Investigations of new lead structures for the design of selective estrogen receptor modulators.

Heterocyclic derivatives of (R,S)/(S,R)-1-(2-chloro-4-hydroxyphenyl)-2-(2,6-dichloro-4-hydroxyphenyl)ethylenediamine (L1) were synthesized and tested for estrogen receptor binding. The selection of the heterocycles was based on theoretical consideration. (2R,3S)/(2S,3R)-2-(2-Chloro-4-hydroxyphenyl)-3-(2,6-dichloro-4-hydroxyphenyl)piperazine 2, (4R,5S)/(4S,5R)-4-(2-chloro-4-hydroxyphenyl)-5-(2,6-dichloro-4-hydroxyphenyl)-2-imidazoline 3, and 4-(2-chloro-4-hydroxyphenyl)-5-(2,6-dichloro-4-hydroxyphenyl)imidazole 4 possess a spatial structure with neighboring aromatic rings as is realized in hormonally active [1,2-diphenylethylenediamine]platinum(II) complexes. The 1,2-diphenylethane pharmacophor, however, cannot adapt an antiperiplanar conformation to interact with the estrogen receptor (ER) comparable to synthetic (e.g., diethylstilbestrol (DES)) or steroidal (e.g., estradiol (E2)) estrogens. Due to the different spatial structures, the heterocycles cause only a marginal displacement of E2 from its binding site (relative binding affinity (RBA) < 0.1%). Nevertheless, unequivocally ER mediated gene activation was verified on the MCF-7-2a cell line. Imidazoline 3 as the most active compound reached the maximum effect of E2 (100% activation) in a concentration of 5 x 10(-7) M, while piperazine 2 and imidazole 4 activate luciferase expression only in a small but significant amount of 20% and 27%, respectively. We therefore assigned these heterocyclic compounds to a second class of hormones (type-II-estrogens), which are attached at the ER at different amino acids than DES or E2 (type-I-estrogens).

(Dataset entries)

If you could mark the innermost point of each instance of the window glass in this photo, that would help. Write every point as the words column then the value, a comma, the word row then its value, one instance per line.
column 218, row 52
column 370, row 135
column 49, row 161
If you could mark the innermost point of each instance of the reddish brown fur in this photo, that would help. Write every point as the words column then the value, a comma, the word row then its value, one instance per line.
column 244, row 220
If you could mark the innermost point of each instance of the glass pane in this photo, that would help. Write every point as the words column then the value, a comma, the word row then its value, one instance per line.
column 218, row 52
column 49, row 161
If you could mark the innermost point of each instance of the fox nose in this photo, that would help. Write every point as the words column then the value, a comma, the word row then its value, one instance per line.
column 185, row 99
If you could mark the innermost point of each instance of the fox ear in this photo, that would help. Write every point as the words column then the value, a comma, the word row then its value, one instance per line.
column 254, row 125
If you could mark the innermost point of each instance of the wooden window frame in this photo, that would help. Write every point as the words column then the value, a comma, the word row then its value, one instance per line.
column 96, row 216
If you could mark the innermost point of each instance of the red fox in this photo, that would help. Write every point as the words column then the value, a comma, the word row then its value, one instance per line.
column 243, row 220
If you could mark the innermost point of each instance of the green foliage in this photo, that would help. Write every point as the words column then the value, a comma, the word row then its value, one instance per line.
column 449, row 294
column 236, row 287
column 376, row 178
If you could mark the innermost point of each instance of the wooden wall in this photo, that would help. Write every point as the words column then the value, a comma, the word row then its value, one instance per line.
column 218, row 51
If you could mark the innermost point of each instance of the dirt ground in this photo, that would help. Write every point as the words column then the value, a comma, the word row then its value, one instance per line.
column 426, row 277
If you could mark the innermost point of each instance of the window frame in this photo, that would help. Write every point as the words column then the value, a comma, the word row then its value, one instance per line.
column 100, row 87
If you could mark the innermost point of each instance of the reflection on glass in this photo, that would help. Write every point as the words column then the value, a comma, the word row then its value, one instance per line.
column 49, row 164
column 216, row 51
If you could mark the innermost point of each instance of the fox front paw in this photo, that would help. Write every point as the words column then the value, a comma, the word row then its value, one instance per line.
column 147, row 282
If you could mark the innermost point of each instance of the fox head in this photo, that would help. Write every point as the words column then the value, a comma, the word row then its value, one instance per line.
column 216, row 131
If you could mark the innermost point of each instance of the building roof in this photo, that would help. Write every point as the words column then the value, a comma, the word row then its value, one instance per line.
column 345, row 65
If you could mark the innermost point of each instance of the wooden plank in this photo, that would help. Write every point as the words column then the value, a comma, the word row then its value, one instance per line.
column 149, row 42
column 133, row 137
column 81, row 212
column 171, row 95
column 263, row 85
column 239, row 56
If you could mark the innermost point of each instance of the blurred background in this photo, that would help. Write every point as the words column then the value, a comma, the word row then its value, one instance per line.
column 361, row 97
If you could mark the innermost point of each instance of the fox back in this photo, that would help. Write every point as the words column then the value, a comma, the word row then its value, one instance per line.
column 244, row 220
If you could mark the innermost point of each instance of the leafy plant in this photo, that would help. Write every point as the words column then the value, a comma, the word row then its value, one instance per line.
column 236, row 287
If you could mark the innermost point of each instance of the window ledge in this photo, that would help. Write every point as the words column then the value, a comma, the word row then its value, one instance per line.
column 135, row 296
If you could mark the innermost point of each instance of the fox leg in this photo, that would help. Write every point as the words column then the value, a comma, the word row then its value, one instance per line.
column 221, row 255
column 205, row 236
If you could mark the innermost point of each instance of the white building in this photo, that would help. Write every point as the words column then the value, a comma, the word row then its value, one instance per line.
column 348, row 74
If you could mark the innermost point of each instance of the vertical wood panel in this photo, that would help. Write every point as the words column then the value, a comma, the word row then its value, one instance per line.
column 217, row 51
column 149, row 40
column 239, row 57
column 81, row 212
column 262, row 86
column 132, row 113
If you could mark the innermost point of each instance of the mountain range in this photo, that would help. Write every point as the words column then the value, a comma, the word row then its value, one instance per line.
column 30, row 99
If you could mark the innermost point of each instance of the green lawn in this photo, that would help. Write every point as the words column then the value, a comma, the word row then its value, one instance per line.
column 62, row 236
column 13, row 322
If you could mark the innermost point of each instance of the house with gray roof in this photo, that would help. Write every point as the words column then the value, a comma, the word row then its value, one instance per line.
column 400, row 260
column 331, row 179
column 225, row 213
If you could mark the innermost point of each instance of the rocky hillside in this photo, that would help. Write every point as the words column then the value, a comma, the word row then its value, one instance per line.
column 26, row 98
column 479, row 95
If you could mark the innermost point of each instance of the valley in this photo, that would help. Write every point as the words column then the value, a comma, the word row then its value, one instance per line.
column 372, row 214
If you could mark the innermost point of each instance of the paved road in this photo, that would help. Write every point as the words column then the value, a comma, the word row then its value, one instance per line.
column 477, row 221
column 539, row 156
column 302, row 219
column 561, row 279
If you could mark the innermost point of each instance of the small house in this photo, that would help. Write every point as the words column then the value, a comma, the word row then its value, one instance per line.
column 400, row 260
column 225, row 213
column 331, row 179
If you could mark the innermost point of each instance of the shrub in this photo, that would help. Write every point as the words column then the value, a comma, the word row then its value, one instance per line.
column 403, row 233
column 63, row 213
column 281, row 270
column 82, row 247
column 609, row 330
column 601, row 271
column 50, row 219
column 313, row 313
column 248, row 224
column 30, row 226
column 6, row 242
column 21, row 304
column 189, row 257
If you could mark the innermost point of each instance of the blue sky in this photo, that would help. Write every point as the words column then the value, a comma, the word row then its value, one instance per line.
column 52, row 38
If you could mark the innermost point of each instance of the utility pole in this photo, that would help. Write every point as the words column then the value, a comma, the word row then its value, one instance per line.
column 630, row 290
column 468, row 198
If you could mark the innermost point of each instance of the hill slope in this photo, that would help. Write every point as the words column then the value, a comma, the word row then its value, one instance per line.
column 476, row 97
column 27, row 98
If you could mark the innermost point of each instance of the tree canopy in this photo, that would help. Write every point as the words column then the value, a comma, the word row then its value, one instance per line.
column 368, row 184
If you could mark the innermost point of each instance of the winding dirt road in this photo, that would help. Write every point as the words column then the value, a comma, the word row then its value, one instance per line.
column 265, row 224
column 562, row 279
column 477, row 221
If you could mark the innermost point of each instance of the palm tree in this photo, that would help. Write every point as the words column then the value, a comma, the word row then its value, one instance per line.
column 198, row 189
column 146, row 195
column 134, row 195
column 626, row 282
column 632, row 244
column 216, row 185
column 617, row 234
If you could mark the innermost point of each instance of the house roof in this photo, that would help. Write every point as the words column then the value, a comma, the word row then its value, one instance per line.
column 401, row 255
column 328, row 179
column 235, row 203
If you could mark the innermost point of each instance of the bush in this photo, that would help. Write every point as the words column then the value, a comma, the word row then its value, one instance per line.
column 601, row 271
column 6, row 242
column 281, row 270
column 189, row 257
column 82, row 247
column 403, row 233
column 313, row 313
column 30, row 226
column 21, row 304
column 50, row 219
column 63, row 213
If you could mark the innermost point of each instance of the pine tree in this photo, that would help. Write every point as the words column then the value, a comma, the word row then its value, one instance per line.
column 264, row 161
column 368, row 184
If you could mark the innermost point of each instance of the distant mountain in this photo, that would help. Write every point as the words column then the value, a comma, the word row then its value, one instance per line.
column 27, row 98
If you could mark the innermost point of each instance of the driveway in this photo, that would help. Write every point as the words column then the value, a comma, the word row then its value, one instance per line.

_Exercise requirements_
Reproduce the entire text on lead structures for selective estrogen receptor modulators word for word.

_Result of this exercise_
Investigations of new lead structures for the design of selective estrogen receptor modulators.

Heterocyclic derivatives of (R,S)/(S,R)-1-(2-chloro-4-hydroxyphenyl)-2-(2,6-dichloro-4-hydroxyphenyl)ethylenediamine (L1) were synthesized and tested for estrogen receptor binding. The selection of the heterocycles was based on theoretical consideration. (2R,3S)/(2S,3R)-2-(2-Chloro-4-hydroxyphenyl)-3-(2,6-dichloro-4-hydroxyphenyl)piperazine 2, (4R,5S)/(4S,5R)-4-(2-chloro-4-hydroxyphenyl)-5-(2,6-dichloro-4-hydroxyphenyl)-2-imidazoline 3, and 4-(2-chloro-4-hydroxyphenyl)-5-(2,6-dichloro-4-hydroxyphenyl)imidazole 4 possess a spatial structure with neighboring aromatic rings as is realized in hormonally active [1,2-diphenylethylenediamine]platinum(II) complexes. The 1,2-diphenylethane pharmacophor, however, cannot adapt an antiperiplanar conformation to interact with the estrogen receptor (ER) comparable to synthetic (e.g., diethylstilbestrol (DES)) or steroidal (e.g., estradiol (E2)) estrogens. Due to the different spatial structures, the heterocycles cause only a marginal displacement of E2 from its binding site (relative binding affinity (RBA) < 0.1%). Nevertheless, unequivocally ER mediated gene activation was verified on the MCF-7-2a cell line. Imidazoline 3 as the most active compound reached the maximum effect of E2 (100% activation) in a concentration of 5 x 10(-7) M, while piperazine 2 and imidazole 4 activate luciferase expression only in a small but significant amount of 20% and 27%, respectively. We therefore assigned these heterocyclic compounds to a second class of hormones (type-II-estrogens), which are attached at the ER at different amino acids than DES or E2 (type-I-estrogens).